----- Given records

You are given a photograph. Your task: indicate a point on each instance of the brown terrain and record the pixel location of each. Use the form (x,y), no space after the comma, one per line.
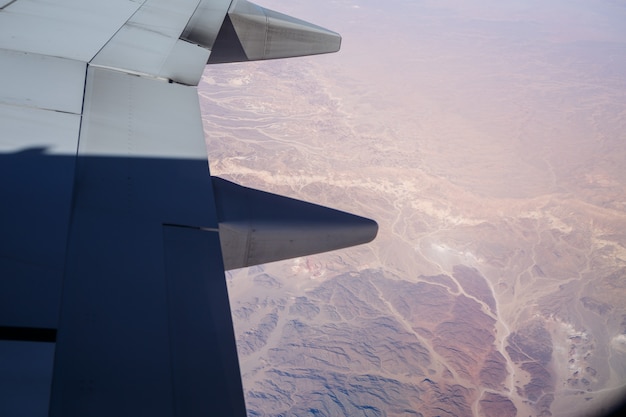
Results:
(488,142)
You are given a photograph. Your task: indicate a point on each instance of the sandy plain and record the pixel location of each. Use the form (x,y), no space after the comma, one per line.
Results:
(488,142)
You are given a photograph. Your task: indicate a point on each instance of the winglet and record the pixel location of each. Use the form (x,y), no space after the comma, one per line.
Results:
(258,227)
(250,32)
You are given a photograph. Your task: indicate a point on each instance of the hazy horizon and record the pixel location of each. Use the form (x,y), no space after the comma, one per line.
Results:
(487,140)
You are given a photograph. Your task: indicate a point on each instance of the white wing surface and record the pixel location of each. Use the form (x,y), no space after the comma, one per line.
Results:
(113,235)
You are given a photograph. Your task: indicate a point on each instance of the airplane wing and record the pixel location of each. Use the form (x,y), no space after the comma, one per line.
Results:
(113,235)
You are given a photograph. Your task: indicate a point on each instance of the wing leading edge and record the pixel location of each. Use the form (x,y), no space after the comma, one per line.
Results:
(113,236)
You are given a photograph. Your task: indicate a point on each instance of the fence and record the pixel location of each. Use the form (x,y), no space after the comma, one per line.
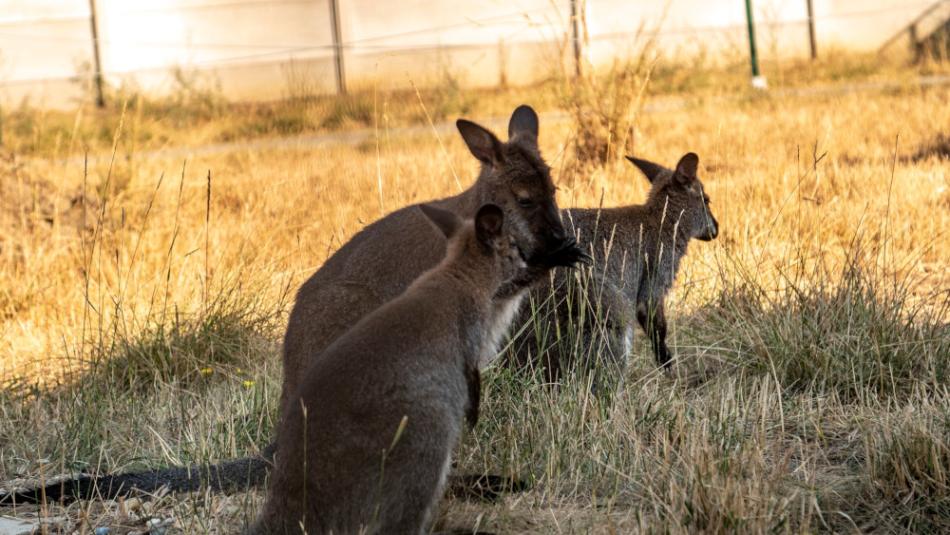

----------

Rescale the stretch of rows from the line containing "the wing leading" through the end of the rows, requests included, multiplying every pixel coordinate in the answers by 0.85 and rounding to whole numbers with halves rounded up. Give only those lines, and leave the pictures out.

* Completed task *
You are given a photograph. Your task: indicate a point on each instance of the wing leading edge and record the pixel location of each. Use the form (x,y), no space after the comma, one per line.
Results:
(96,201)
You are given a photograph. Your task: indicate a point on each instance of the fence and record the pixel location of each. Use the form (x,y), no space after the comma, one per line.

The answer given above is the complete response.